Records provided.
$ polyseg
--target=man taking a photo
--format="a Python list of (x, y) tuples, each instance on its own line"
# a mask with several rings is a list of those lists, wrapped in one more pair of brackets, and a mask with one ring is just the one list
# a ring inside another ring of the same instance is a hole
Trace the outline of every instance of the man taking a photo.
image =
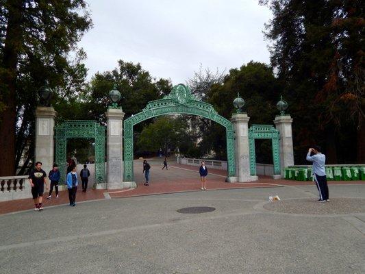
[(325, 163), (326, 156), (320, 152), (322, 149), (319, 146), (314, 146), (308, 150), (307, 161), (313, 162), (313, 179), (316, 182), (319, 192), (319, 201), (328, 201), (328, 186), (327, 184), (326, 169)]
--
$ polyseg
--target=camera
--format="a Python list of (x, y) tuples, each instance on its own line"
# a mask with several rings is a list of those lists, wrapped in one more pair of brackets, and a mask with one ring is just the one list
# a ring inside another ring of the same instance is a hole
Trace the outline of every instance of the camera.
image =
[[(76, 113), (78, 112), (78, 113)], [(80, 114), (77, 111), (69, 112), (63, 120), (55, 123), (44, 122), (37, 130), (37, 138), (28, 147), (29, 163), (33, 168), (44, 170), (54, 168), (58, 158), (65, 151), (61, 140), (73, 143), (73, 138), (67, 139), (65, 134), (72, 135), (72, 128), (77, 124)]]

Exercise prompt. Show each line of the listing that contains the string "photo".

Response.
--target=man taking a photo
Trace the outline of every instance of the man taking a photo.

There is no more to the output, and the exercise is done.